**Your objective**
Your copy should contain exactly the lines from the start of the material through the line containing "box: [250, 242, 346, 295]", and no pictures.

===== Records provided

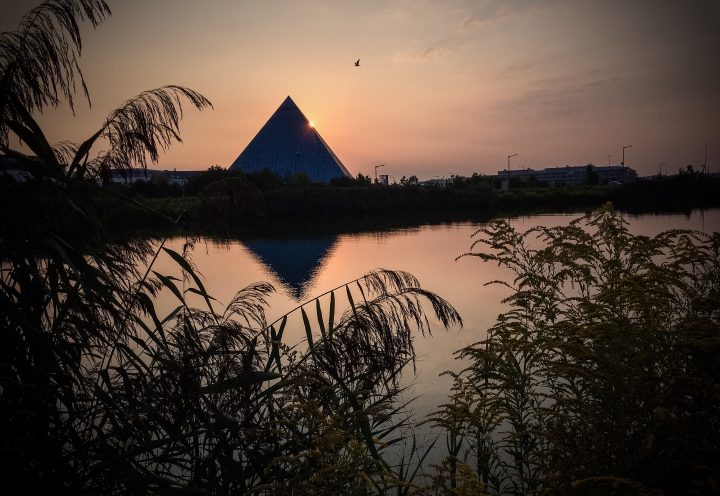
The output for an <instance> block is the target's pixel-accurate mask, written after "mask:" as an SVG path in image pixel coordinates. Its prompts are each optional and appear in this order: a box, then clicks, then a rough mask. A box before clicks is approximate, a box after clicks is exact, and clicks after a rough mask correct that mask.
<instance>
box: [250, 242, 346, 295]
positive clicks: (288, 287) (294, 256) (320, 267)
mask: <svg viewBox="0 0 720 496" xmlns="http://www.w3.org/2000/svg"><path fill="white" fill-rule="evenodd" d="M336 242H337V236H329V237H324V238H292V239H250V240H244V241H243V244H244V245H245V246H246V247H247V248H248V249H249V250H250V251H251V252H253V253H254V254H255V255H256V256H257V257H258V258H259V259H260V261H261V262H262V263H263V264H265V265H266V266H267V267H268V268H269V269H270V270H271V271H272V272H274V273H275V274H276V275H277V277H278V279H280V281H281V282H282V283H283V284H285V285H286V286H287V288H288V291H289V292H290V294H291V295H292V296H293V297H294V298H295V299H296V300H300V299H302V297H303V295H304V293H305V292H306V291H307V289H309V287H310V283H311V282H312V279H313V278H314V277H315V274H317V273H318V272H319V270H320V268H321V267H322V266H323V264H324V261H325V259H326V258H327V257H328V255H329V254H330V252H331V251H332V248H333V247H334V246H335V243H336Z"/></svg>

==========

**Problem solution**
The output for an <instance> block is the target's pixel-accurate mask, written after "mask:" as an SVG path in image pixel coordinates. Its prompts are each optional and appear in this order: a box, then clicks, then a rough mask. A box before clicks is approximate, a box after clicks is exact, and clicks after a rough mask correct that mask.
<instance>
box: [250, 242, 346, 295]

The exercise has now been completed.